-------- SELECTED PASSAGE --------
The city is an attraction itself  with some streets reserved only for pedestrians. Buildings from the last century are preserved giving an atmosphere of the past with a foot in the future. A world of souvenir shops seel all kind of products to tourist. From sheep wool artefacts to gemstones, woodcarving, Papua shell ornaments, skin and facial oils, perfumes, and so many other things that I could fill up this page. On the street margin the lake, the view is not only astonishing but there are restaurants and cafes lake side for an enjoyable day of night. (we had a grilled rack of land and vegetables that was simple supreme). Everything in Queenstown is tourist including the prices, but is ok to indulge yourself once in a wile. If you are travelling in a budget, there are eateries (of course without views) that serves god food for a reasonable price. There also some alternatives in the shopping centre as the traditional American take away. At the lake there are plenty of water activities from a contemplative slow tour on an old paddle boat to parasailing and other that your hear will try to jump out by your mouth. Walking to the hill on the back of the lake, the happy tourist will find a cable car that take you to the top. On the way up the view is already fantastic, but even better when you reach the top. There, a restaurant offer drinks and delicious dishes with a view capable of make Kiwi cry. Also there are attractions such as the "luge", a kart which you ride way down the hill, in great speed. If you think everything is boring, you can excite you life doing a Bungy Jump from a tower to the emptiness of the valley ahead. If you still are not adrenalinated yet, you can go down the hill by a tandem flight under a paraglider.
--------
REQUIREMENT A
Extract, word for word, the part of the records that opens with the line containing "[point] every instance of the outstretched" and continues through the end of the records, including both of those ends.
The text and the records have no connection to each other.
-------- MATERIAL --------
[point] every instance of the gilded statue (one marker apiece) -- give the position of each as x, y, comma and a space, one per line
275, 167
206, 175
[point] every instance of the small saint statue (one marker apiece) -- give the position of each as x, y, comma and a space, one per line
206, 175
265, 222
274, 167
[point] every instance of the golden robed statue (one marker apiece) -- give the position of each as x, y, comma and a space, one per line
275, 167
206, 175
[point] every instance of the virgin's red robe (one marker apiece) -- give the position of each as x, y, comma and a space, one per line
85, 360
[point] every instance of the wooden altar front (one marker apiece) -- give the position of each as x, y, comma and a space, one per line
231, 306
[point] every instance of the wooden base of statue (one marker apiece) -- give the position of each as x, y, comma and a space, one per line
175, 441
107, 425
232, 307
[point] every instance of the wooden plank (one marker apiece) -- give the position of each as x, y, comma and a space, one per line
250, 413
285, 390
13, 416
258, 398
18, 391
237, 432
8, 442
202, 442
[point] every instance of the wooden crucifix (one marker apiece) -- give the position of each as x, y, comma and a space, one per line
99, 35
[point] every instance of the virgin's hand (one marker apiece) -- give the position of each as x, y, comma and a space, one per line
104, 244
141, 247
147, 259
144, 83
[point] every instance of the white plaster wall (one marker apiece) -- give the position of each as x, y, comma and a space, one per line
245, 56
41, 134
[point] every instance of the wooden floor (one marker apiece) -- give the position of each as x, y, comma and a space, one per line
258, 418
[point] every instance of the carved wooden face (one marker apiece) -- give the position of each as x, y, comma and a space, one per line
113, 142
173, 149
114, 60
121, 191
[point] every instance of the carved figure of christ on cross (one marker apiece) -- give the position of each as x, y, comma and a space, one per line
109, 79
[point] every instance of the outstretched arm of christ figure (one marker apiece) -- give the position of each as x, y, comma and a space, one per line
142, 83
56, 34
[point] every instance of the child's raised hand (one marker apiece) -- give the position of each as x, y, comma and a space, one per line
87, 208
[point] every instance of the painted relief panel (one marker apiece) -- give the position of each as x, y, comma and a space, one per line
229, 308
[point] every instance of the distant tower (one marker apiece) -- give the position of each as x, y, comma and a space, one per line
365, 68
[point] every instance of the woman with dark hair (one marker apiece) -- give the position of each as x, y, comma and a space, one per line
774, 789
--------
REQUIREMENT B
In the passage about Queenstown, what will a tourist walking to the hill behind the lake find to reach the top?

FULL SOLUTION A
[point] every instance of the outstretched arm of christ figure (one marker apiece) -- give the position of each as x, y, comma and a space, one per line
142, 83
56, 34
[point] every instance of the child's raised hand (one marker apiece) -- give the position of each as x, y, comma and a space, one per line
87, 208
[point] every instance of the painted relief panel (one marker apiece) -- give the position of each as x, y, comma and a space, one per line
229, 308
[point] every instance of the distant tower (one marker apiece) -- give the position of each as x, y, comma and a space, one per line
365, 68
[point] every instance of the woman with dark hair (one marker apiece) -- give the position of each as x, y, comma and a space, one per line
774, 789

FULL SOLUTION B
A cable car.